Chicago has seen its fair share of Nuevo Flamenco with groups like El Payo debuting their self-titled album last year, and we’re definitely no strangers to jam-band inspired bluesy funksters a la Latina. Andrea Echeverri‘s solo work and Chicago’s very own, The Luna Blues Machine‘ sister-Cervantes crescendos are surely the closest contenders for the transcontinental, bilingual anthems of San Francisco folk-ska-flamenco frontwoman, Katalina Miletich. Starting it off right, “Préndela,” lights it up with all the synergy of a neo-Lila Downs, a Latin-jived Macy Grey, or a more authentic Nelly Furtado. In direct conversation with the suave zeal that reminds me of DePedro and La Vida Bohemia via California, I almost want to say I can even hear Sade in Miletich’s voice too.

DATA EXCERPTS =>
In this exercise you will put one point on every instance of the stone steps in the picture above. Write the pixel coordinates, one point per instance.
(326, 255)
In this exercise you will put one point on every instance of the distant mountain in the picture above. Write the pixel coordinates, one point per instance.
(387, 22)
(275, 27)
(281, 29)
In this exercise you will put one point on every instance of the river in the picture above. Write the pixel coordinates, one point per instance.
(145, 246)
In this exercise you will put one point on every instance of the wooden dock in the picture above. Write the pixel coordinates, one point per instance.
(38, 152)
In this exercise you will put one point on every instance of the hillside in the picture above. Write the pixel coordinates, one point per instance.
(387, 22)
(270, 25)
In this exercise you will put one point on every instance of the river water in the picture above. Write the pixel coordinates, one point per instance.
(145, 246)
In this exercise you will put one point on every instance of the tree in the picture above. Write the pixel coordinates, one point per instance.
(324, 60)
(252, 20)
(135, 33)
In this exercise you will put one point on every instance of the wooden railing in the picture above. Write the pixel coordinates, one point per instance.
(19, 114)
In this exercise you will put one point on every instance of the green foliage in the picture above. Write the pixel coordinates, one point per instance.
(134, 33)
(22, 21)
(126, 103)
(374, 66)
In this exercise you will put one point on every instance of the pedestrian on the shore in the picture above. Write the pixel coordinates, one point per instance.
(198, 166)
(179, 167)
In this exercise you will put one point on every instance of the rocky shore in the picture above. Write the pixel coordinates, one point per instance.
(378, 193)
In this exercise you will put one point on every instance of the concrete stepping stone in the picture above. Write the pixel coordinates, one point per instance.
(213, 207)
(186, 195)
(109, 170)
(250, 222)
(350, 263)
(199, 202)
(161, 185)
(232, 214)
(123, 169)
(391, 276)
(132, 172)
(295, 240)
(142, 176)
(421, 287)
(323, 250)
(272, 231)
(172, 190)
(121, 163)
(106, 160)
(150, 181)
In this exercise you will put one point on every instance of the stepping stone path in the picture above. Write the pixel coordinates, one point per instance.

INSTRUCTIONS TO FOLLOW =>
In the review of Katalina Miletich's music, which group debuted a self-titled album last year? Rely solely on the review above.

RESULT =>
El Payo